§ Work to do
Each entry below should be echoed exactly, with pictures omitted.

* start *

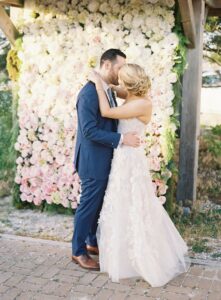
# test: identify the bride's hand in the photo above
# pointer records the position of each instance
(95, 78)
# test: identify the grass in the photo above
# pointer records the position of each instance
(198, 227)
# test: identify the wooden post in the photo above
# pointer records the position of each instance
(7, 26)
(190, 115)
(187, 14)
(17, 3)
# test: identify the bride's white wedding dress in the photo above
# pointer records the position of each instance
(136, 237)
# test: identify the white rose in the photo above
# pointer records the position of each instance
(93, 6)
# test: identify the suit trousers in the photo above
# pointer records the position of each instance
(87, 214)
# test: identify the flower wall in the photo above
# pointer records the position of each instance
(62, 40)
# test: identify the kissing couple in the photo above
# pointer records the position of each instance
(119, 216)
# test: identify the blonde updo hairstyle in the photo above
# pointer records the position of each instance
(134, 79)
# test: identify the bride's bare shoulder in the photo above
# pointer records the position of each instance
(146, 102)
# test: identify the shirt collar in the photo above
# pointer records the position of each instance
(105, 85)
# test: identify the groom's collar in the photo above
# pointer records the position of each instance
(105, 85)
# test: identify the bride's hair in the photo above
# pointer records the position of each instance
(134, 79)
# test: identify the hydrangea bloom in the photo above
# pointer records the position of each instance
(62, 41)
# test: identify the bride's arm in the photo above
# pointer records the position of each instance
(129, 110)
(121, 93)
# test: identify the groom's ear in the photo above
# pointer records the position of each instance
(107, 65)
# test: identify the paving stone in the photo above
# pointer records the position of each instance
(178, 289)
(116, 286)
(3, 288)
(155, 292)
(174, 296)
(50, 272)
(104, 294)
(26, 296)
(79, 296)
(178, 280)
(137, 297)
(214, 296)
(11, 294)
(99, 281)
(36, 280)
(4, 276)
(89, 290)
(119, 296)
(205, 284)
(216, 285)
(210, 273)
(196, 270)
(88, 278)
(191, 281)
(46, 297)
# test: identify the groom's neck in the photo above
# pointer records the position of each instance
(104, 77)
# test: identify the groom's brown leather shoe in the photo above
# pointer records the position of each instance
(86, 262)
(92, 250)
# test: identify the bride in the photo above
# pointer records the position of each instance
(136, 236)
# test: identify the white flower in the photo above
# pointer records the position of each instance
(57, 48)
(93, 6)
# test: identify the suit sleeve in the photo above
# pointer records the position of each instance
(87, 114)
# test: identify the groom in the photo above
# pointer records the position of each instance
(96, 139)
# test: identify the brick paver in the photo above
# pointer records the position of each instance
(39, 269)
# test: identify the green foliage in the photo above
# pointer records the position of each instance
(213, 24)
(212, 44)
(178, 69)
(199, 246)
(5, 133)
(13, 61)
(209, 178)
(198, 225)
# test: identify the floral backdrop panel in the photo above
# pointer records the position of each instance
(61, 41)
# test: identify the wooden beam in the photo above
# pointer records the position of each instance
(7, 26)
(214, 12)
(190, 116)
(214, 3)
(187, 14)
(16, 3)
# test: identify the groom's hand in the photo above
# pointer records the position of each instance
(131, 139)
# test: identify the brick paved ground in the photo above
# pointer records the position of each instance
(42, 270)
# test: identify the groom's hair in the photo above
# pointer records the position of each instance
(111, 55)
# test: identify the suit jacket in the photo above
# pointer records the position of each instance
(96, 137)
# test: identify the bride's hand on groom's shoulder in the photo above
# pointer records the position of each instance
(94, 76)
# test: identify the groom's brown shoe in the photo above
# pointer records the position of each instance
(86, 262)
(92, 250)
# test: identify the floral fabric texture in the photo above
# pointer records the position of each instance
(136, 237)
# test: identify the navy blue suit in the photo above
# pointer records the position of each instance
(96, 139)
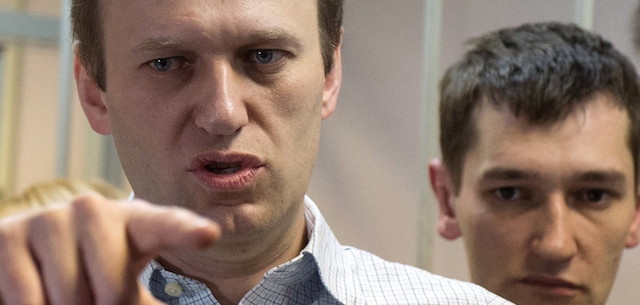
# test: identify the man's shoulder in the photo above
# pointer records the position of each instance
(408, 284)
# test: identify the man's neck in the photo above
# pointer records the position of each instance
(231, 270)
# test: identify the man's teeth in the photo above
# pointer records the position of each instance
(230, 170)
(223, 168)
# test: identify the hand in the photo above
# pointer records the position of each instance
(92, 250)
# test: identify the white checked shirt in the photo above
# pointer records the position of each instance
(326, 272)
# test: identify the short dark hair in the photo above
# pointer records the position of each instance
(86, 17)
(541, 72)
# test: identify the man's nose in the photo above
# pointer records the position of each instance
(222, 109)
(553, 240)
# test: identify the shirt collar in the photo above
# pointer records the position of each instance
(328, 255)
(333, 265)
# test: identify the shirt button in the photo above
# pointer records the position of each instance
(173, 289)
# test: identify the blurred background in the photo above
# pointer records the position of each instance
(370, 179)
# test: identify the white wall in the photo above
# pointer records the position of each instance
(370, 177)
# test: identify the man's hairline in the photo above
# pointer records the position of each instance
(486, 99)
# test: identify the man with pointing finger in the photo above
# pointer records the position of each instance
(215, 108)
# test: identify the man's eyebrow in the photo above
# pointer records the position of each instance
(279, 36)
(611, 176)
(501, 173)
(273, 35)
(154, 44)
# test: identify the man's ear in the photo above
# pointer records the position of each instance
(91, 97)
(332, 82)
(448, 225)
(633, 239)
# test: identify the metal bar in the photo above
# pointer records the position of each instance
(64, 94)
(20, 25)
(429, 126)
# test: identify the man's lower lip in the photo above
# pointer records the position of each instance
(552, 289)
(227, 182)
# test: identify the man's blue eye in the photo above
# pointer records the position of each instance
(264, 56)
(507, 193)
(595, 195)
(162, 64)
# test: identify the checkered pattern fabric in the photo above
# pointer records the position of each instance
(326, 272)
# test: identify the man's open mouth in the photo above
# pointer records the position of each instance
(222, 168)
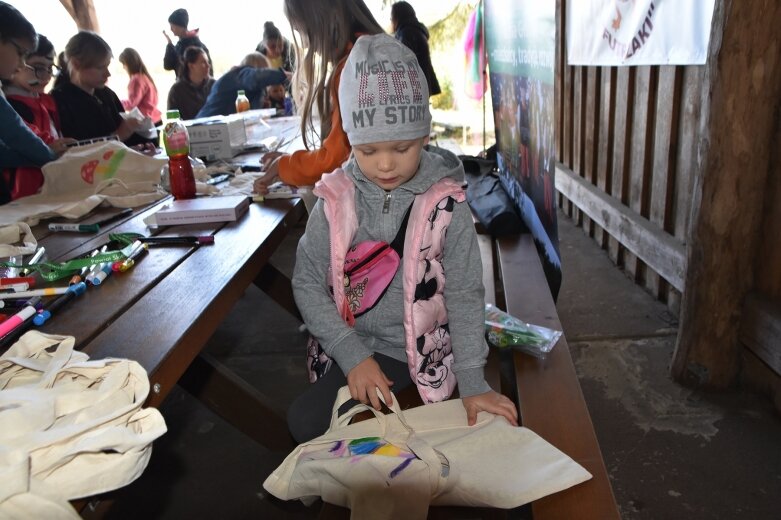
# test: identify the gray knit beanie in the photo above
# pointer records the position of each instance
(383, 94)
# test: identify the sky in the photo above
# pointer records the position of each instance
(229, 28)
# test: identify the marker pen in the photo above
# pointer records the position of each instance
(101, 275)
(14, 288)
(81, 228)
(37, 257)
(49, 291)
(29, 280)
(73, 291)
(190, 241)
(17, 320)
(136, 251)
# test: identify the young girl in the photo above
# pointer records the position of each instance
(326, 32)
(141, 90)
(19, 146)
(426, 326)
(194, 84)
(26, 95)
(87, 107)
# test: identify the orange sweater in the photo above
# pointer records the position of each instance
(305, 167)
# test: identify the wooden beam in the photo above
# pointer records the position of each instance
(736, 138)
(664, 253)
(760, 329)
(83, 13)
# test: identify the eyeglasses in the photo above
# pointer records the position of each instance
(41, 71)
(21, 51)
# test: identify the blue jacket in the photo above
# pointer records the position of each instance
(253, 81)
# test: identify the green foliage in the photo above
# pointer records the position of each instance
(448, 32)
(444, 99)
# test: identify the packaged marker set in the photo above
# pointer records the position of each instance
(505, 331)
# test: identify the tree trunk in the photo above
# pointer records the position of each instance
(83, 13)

* end *

§ Response below
# test: identify the bride's hand in the photo above
# pointer records the position of each instance
(95, 78)
# test: identify the grass in the photo above
# pointer records the position of each instance
(198, 227)
# test: identify the wooden post in the photo above
# pointer records the position of each instance
(7, 26)
(190, 115)
(187, 14)
(17, 3)
# test: identify the bride's white wedding dress in the photo above
# pointer records the position of each instance
(136, 237)
# test: identify the white rose in the photo above
# pointer records the position of each instance
(93, 6)
# test: identify the suit trousers in the photo above
# pointer records the position of each instance
(87, 214)
# test: identify the flower wall in the photo above
# pointer records the position of each instance
(62, 40)
# test: identify the kissing couple in the photo above
# pointer records the position of each instance
(119, 216)
# test: identify the blonde updo hairstyle in the photo above
# pointer records the position of each instance
(134, 79)
# test: identify the bride's bare shoulder in the photo above
# pointer records the position of each instance
(146, 102)
# test: identify the shirt collar in the photo above
# pointer records the position of each instance
(105, 85)
# test: identify the groom's collar in the photo above
# pointer records the position of each instance
(105, 85)
# test: identify the bride's hair in the photo above
# pointer records the position of each instance
(134, 79)
# test: identify the hydrangea bloom in the photo above
# pointer records the position of each instance
(62, 41)
# test: identify the bride's arm in the photo above
# pointer records the position of each instance
(129, 110)
(121, 93)
# test: identify the groom's ear in the photo above
# pointer records the position of each instance
(107, 65)
# test: identify the paving stone in the photo above
# pointer records the position of each instance
(178, 289)
(116, 286)
(3, 288)
(155, 292)
(174, 296)
(50, 272)
(104, 294)
(26, 296)
(79, 296)
(178, 280)
(137, 297)
(214, 296)
(11, 294)
(99, 281)
(36, 280)
(4, 276)
(89, 290)
(119, 296)
(205, 284)
(216, 285)
(210, 273)
(196, 270)
(88, 278)
(191, 281)
(46, 297)
# test: identify the groom's neck in the photo above
# pointer records the position of each instance
(104, 77)
# test: identify the groom's brown leather shoe in the photo above
# pointer records the position of each instance
(86, 262)
(92, 250)
# test: identify the bride in the photo above
# pointer records the position of each instance
(136, 236)
# test: identify the white flower in the photo above
# pointer records the position of each instance
(57, 48)
(93, 6)
# test: identify the suit sleeve in the photo above
# pointer records the position of each instance
(87, 114)
# test: identify the groom in the photo above
# pointer records the position of each instance
(96, 139)
# test: identify the brick paver in the photo above
# pointer records the position of each instance
(39, 269)
# test: identify the green foliage in the photo above
# pointer records the position of each instance
(213, 24)
(212, 44)
(178, 69)
(199, 246)
(5, 133)
(13, 61)
(209, 178)
(198, 225)
# test: identify the floral backdrop panel in the photo above
# pointer records the position of each instance
(61, 41)
# test: identify the wooden beam in the photo above
# pointer records the position of each instance
(7, 26)
(214, 12)
(190, 116)
(214, 3)
(187, 14)
(16, 3)
# test: identify the groom's hand in the photo above
# pointer records the position of each instance
(131, 139)
# test: identify the brick paved ground in the photo above
# pointer records the position of each instance
(42, 270)
# test: identify the groom's hair in the photo above
# pointer records the position of each instance
(111, 55)
# test: identify the suit jacket in the photo above
# pointer records the position of each instance
(96, 137)
# test: identify the bride's hand on groom's shoulder in the photo above
# pointer records the position of each instance
(94, 76)
# test: identify the groom's brown shoe in the photo above
# pointer records the position of each instance
(86, 262)
(92, 250)
# test: identify the floral fabric texture in the photo above
# pointer records the position of each instance
(136, 237)
# test: identify the navy blue suit in the photo above
# pointer records the position of each instance
(96, 139)
# test: identify the man's shoulder in the photo above
# pointer records the position of each instance
(408, 284)
# test: identify the man's neck in the photo above
# pointer records the position of each instance
(231, 270)
# test: identify the man's teeth in the photo above
# pointer records the position of each instance
(230, 170)
(223, 168)
# test: identify the hand in the photo above
# pointer records the position of each instance
(92, 250)
# test: identify the white checked shirt in the photo above
# pointer records the position of each instance
(326, 272)
# test: identify the short dark hair in the photo above
# pointer records the position of each instance
(86, 17)
(541, 72)
# test: identify the man's nose in the photo above
# pointer records the position of each instance
(222, 109)
(553, 240)
# test: identify the shirt collar in the photo above
# pointer records the position of each instance
(328, 255)
(333, 265)
# test: identify the shirt button in the photo above
# pointer records the position of each instance
(173, 289)
# test: identify the blurred background in the photo above
# pointer records the position of each instance
(370, 179)
# test: identify the white wall in the photo above
# pointer records the position of each instance
(370, 177)
# test: identify the man's hairline in the photo above
# pointer records the position of each instance
(486, 99)
# test: identify the man with pointing finger in the photo above
# pointer records the position of each instance
(215, 108)
# test: identify the man's eyebrow in the photo above
# pointer records the position of each instance
(279, 36)
(611, 176)
(501, 173)
(273, 35)
(154, 44)
# test: identify the man's ear in the photo above
# pointer records the position of each instance
(91, 97)
(332, 82)
(448, 225)
(633, 239)
# test: identify the metal bar in the photo above
# pointer records the position of each instance
(64, 94)
(20, 25)
(429, 126)
# test: identify the man's lower lip in the photo above
# pointer records the position of each instance
(552, 289)
(227, 182)
# test: identify the man's blue eye in the photo above
# pointer records the position of each instance
(264, 56)
(507, 193)
(595, 195)
(162, 64)
# test: identify the checkered pattern fabric in the photo above
# pointer records the position of each instance
(326, 272)
# test: identify the man's open mouth in the photo above
# pointer records the position of each instance
(222, 168)
# test: identify the gray knit beanie in the photo above
# pointer records the position of each instance
(383, 94)
# test: identify the sky in the photo above
# pointer records the position of each instance
(229, 28)
# test: identify the marker pen in the photo above
# pointer records the position of each instance
(101, 275)
(14, 288)
(81, 228)
(37, 257)
(49, 291)
(29, 280)
(73, 291)
(190, 241)
(17, 320)
(136, 251)
# test: identify the young girl in the photo above
# pointer records the position of each instance
(326, 32)
(141, 90)
(19, 146)
(426, 326)
(194, 84)
(26, 95)
(87, 107)
# test: identify the orange sweater in the photo above
# pointer records the position of each instance
(305, 167)
# test: identify the wooden beam in the photo above
# pointer records the position of each instance
(736, 138)
(664, 253)
(760, 329)
(83, 13)
# test: identify the eyeglasses in the photo above
# pointer records the position of each instance
(41, 71)
(21, 51)
# test: identify the blue jacket in the photo above
# pointer records the position of each instance
(253, 81)
# test: identify the green foliage in the photo above
# pointer records the position of each instance
(448, 32)
(444, 99)
# test: identify the packaged marker set in the photo above
# pointer records the position of each instance
(505, 331)
# test: identify the tree trunk in the photo above
# pointer records the position of each instance
(83, 13)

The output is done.